Return each line of the material below that contains the string "waterfront", treating uppercase and lowercase letters as different.

>> START Records shown

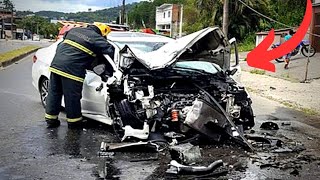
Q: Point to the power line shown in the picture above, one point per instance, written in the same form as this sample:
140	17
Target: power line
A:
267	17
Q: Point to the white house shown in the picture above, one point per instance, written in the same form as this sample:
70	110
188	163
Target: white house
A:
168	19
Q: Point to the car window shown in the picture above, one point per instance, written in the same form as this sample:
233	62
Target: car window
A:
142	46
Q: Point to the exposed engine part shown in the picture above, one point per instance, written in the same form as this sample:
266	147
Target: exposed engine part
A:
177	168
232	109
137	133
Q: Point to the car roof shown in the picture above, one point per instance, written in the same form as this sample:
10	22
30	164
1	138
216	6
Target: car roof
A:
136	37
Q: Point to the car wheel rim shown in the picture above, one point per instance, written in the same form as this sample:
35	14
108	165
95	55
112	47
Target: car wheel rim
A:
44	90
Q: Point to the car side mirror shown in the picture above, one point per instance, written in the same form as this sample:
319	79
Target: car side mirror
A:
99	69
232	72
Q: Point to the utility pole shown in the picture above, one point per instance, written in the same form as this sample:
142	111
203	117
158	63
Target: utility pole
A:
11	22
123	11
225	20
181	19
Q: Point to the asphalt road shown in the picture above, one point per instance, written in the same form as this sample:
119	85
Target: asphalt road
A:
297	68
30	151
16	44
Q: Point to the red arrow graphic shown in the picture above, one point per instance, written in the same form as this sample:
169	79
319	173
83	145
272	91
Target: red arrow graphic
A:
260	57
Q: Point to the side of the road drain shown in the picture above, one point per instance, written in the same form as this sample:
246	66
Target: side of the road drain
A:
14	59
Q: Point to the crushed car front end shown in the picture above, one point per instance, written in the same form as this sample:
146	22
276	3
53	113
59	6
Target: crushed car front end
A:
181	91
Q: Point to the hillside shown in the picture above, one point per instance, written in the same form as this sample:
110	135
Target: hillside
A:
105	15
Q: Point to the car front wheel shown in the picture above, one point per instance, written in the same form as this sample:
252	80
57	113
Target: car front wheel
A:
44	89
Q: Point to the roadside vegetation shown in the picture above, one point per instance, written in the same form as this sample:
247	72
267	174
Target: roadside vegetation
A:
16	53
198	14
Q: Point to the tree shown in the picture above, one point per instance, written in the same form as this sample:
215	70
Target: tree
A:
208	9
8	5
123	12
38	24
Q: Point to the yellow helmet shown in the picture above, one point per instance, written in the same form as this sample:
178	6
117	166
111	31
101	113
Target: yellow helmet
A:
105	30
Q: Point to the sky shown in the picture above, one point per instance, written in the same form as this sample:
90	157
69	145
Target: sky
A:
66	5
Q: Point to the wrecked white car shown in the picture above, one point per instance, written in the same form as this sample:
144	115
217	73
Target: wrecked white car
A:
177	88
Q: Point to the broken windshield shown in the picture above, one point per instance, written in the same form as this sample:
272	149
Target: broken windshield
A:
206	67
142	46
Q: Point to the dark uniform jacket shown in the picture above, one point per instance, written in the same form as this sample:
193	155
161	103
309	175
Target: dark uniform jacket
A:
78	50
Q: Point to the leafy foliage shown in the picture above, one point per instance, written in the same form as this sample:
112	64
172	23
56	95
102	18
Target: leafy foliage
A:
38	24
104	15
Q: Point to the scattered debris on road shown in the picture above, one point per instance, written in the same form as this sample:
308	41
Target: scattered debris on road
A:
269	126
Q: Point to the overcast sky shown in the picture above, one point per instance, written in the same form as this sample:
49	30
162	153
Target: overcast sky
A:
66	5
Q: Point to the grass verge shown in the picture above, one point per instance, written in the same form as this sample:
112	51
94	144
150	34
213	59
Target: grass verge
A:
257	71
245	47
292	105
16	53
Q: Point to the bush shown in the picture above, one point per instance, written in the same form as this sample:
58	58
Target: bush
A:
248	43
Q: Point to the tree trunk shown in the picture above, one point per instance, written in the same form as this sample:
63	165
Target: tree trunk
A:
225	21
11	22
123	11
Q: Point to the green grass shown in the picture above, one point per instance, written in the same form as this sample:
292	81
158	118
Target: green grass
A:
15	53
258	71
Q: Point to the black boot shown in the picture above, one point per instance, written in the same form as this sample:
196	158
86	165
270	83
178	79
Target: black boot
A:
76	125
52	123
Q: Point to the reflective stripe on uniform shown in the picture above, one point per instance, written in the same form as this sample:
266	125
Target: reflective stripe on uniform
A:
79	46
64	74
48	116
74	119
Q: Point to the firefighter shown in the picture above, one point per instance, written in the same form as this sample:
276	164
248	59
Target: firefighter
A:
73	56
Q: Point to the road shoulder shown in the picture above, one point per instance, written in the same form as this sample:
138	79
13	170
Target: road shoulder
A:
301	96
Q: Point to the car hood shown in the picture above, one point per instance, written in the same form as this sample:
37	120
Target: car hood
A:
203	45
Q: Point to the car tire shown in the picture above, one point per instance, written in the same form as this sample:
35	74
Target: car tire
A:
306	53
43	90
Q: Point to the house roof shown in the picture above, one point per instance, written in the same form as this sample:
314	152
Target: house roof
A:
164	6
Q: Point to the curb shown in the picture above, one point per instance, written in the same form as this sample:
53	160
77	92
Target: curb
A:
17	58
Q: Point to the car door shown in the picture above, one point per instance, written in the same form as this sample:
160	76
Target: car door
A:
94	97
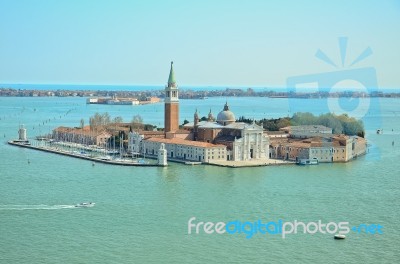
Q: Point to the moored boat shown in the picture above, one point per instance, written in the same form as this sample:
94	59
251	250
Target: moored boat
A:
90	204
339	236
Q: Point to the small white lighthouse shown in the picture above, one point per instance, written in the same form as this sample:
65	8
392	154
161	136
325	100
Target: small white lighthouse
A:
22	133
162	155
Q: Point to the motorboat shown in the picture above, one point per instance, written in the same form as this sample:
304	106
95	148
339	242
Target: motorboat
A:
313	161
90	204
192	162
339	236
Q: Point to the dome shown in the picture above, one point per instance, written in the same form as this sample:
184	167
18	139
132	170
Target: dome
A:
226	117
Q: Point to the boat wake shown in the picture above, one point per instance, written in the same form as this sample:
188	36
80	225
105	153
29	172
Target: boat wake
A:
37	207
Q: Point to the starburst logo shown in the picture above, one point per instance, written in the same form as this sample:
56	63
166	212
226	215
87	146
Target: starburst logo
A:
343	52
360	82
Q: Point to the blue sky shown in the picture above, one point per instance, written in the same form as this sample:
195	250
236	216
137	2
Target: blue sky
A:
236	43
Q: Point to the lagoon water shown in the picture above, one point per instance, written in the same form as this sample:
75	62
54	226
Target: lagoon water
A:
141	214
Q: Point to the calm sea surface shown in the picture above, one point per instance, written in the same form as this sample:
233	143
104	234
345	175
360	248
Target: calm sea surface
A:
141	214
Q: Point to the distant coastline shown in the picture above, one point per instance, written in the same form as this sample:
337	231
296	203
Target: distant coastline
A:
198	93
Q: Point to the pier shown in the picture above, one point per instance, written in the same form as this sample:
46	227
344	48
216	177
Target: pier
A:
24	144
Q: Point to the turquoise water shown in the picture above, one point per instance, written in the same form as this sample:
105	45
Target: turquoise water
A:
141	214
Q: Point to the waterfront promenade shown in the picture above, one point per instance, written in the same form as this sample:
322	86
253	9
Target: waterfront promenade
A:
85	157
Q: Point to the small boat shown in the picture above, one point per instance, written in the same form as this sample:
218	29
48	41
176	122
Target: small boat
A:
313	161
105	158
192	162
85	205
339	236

>> END Records shown
>> START Records shown

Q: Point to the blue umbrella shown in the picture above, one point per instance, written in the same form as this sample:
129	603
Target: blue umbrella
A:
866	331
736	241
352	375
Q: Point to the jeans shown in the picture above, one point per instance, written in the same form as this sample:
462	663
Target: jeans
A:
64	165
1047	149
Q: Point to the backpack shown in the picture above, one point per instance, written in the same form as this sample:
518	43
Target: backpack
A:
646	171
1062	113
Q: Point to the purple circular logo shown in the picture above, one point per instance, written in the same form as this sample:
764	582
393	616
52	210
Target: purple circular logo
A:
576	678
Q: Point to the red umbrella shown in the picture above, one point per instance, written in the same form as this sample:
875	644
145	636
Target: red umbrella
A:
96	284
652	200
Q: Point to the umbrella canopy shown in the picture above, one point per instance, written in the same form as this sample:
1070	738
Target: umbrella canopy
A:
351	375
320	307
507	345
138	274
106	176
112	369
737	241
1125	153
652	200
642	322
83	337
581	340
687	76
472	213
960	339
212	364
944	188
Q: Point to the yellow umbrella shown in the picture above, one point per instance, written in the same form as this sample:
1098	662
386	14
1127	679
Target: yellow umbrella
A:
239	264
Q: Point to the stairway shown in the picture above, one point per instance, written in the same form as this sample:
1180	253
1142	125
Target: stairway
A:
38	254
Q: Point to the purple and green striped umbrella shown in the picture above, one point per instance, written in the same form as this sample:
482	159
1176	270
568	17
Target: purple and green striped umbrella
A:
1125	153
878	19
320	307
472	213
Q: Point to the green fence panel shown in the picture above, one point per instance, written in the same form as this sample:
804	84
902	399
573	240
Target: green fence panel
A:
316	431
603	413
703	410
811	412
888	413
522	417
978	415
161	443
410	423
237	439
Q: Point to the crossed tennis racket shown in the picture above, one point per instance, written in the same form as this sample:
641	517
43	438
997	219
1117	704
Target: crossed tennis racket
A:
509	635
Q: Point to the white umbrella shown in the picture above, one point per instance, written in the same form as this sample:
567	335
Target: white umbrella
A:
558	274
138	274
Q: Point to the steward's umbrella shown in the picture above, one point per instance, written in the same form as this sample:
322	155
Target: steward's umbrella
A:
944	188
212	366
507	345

>> END Records shown
>> START Records shown

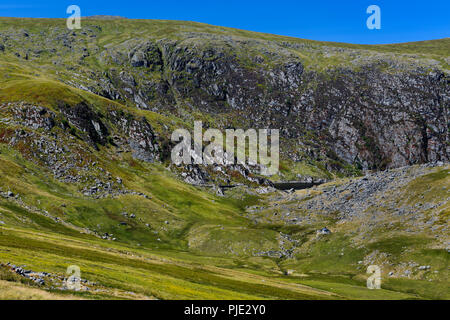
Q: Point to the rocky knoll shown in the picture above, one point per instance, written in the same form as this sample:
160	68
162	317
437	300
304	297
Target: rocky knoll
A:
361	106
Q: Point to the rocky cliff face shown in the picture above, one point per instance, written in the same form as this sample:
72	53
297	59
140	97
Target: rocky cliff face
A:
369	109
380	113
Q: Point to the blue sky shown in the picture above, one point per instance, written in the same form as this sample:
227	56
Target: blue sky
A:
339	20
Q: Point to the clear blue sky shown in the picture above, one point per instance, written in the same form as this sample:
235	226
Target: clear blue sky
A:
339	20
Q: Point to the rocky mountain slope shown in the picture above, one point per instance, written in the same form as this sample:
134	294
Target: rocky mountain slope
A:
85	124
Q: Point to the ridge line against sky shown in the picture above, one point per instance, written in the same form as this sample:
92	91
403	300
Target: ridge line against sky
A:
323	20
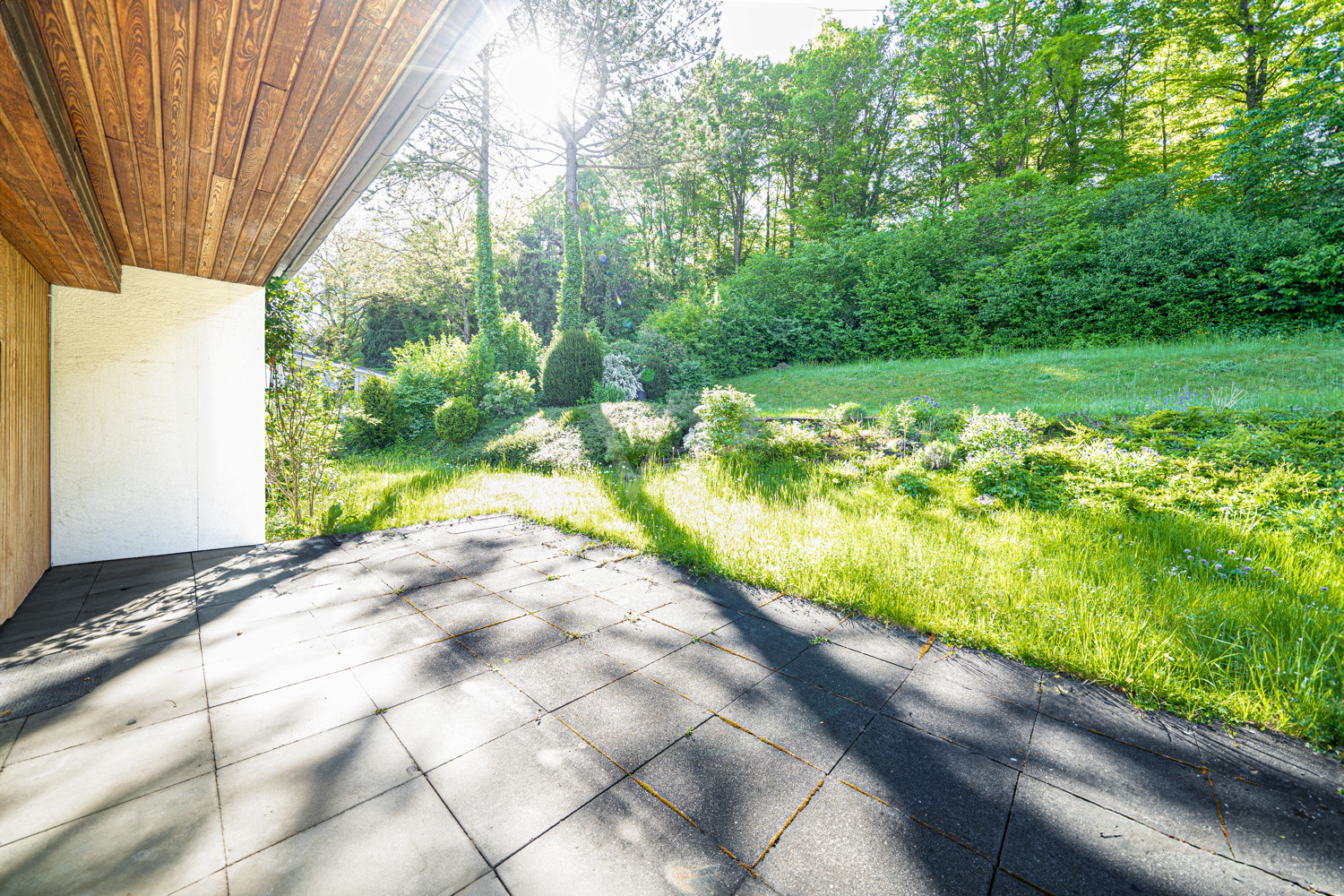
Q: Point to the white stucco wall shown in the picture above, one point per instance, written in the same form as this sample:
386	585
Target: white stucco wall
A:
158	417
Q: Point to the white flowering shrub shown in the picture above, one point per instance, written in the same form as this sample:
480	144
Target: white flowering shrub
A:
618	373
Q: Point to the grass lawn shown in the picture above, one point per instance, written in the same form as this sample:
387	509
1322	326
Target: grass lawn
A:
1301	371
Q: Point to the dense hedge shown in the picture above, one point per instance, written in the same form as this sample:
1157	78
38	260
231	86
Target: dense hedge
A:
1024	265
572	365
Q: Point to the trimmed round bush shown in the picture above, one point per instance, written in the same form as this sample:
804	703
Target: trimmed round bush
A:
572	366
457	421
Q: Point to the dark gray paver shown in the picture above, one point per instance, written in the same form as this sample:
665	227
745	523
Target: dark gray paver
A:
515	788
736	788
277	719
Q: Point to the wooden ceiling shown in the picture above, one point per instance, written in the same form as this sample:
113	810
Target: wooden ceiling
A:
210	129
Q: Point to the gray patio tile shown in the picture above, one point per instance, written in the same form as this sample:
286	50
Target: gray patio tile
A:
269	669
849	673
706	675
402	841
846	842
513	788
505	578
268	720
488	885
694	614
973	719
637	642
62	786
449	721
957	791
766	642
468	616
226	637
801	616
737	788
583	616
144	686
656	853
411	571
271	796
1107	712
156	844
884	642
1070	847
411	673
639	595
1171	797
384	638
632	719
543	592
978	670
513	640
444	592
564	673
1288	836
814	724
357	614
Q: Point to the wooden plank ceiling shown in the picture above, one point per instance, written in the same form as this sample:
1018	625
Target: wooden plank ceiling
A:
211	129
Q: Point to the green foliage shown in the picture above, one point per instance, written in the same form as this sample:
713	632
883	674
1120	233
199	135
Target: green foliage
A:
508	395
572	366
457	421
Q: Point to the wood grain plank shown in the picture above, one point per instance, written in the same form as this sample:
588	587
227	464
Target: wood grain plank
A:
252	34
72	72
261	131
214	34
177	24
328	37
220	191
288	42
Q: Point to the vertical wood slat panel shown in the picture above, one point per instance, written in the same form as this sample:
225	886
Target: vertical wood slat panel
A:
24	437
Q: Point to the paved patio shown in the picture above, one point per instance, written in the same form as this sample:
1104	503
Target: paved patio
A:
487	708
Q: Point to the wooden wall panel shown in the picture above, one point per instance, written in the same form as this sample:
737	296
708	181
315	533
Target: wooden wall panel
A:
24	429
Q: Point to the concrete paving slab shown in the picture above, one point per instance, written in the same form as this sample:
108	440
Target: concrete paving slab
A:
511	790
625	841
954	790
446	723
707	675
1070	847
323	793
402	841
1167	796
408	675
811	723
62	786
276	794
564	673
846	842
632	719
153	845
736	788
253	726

>> END Records shown

Expected answer:
Q: Point to the waterfront promenade shown in the picture above, one point per instance, written in the same form as this sample:
Target: waterfront promenade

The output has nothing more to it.